Rows for shape labeling:
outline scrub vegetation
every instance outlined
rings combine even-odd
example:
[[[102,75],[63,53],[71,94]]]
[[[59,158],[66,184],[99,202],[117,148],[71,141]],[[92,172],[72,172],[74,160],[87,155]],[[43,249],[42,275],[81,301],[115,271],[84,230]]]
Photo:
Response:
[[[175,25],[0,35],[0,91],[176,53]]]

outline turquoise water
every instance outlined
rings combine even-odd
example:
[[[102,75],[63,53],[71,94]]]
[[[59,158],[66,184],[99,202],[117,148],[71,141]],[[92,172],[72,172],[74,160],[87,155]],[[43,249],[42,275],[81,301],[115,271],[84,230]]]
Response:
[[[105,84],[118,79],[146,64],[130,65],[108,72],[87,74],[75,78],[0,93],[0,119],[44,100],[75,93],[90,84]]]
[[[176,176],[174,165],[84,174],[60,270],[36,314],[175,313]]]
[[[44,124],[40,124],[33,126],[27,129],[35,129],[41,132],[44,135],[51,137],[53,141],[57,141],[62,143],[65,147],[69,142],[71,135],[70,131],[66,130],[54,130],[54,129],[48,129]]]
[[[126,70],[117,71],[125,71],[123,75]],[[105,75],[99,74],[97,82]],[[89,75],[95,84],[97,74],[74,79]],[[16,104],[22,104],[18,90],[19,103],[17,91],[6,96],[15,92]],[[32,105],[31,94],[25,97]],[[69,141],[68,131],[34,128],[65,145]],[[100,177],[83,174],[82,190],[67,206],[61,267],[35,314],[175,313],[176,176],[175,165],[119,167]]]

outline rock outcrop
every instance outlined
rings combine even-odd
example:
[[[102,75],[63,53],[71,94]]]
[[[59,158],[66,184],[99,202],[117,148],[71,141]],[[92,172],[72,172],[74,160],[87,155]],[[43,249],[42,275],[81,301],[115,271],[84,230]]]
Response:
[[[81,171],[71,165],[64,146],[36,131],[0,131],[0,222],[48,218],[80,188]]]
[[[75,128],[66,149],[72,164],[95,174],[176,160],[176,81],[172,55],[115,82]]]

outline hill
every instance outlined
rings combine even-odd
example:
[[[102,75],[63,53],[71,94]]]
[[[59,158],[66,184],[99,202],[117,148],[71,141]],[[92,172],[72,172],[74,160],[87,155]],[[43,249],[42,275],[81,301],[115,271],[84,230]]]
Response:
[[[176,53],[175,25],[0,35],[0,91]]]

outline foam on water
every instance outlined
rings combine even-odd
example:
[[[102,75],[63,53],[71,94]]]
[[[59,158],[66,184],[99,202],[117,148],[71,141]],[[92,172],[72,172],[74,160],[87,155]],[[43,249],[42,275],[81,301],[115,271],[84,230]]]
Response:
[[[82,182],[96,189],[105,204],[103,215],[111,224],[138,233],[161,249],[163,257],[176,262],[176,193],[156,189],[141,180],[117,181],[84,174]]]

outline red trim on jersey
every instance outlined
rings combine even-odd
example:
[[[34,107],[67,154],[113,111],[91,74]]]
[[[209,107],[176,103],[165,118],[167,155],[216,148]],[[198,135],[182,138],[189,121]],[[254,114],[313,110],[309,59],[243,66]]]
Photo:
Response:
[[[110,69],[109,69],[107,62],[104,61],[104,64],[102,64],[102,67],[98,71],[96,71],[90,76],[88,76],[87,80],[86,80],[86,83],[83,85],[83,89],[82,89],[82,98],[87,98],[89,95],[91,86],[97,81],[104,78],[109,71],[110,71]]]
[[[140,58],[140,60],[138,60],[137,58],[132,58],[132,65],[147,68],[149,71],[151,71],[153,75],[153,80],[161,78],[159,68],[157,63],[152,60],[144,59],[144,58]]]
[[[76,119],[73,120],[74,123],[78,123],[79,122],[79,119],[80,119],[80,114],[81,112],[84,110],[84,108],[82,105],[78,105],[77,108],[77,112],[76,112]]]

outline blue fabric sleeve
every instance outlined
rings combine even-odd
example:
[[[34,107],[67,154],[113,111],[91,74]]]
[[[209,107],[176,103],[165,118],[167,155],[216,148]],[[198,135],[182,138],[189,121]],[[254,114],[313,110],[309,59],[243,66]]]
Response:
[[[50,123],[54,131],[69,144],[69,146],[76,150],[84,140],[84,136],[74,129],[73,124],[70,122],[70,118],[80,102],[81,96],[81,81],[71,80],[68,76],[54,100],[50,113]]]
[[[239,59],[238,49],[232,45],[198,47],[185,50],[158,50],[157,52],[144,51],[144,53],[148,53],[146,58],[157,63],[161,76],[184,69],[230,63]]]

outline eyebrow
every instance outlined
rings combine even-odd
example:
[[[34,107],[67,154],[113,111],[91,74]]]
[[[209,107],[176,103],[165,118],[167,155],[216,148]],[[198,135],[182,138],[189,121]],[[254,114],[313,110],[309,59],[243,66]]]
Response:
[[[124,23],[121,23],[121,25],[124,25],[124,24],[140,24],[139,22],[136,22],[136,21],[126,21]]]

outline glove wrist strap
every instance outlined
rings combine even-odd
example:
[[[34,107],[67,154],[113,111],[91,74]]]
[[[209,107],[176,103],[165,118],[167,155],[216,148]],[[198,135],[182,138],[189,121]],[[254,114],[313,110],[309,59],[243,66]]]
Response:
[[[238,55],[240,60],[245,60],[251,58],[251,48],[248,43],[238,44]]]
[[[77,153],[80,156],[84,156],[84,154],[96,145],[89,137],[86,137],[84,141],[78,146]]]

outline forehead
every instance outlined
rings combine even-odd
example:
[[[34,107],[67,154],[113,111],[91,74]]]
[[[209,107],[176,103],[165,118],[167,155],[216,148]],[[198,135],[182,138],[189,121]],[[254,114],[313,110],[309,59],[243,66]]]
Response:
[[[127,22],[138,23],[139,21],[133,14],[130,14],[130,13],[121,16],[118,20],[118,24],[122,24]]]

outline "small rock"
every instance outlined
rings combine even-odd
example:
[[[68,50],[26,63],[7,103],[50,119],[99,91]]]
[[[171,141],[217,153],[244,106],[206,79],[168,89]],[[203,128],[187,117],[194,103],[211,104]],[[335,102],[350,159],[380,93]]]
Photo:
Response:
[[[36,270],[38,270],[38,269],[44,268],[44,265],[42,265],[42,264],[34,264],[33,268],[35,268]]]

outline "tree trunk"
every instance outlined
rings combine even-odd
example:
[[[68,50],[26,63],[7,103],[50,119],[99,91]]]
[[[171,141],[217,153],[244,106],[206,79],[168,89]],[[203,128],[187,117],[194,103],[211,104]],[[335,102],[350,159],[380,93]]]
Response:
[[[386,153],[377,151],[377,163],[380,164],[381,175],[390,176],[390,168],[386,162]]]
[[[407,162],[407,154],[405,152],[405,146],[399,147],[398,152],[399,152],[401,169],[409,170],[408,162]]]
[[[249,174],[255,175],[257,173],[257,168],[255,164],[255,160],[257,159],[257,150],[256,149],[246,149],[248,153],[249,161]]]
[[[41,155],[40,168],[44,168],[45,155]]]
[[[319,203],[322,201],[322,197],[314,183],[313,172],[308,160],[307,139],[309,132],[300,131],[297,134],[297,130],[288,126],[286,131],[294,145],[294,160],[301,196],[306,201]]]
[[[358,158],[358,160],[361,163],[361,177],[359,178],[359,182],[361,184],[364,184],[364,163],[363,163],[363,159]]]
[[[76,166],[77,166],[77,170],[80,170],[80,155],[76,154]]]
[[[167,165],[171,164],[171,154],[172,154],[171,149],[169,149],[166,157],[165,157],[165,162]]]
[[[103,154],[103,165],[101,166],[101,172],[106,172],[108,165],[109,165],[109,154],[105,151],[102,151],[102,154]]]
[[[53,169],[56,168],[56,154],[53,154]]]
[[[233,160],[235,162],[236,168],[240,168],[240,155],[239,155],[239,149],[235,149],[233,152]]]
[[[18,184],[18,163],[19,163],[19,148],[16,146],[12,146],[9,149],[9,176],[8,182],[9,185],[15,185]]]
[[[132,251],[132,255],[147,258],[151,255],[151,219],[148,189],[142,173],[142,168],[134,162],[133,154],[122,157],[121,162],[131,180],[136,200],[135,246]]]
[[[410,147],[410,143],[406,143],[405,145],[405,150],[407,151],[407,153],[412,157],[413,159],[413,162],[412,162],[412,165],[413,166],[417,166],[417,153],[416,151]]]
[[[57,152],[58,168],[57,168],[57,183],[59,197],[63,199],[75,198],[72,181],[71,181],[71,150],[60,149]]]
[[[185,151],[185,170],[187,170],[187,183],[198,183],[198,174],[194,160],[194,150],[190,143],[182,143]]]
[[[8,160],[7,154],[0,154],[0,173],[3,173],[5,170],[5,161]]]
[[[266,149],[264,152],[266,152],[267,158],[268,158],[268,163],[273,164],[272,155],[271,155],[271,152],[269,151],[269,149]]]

- EXERCISE BRIEF -
Pull out each line in the rows above that contains the string "rock". Treat uppercase and lowercase as different.

- EXPECTED ANSWER -
outline rock outcrop
outline "small rock"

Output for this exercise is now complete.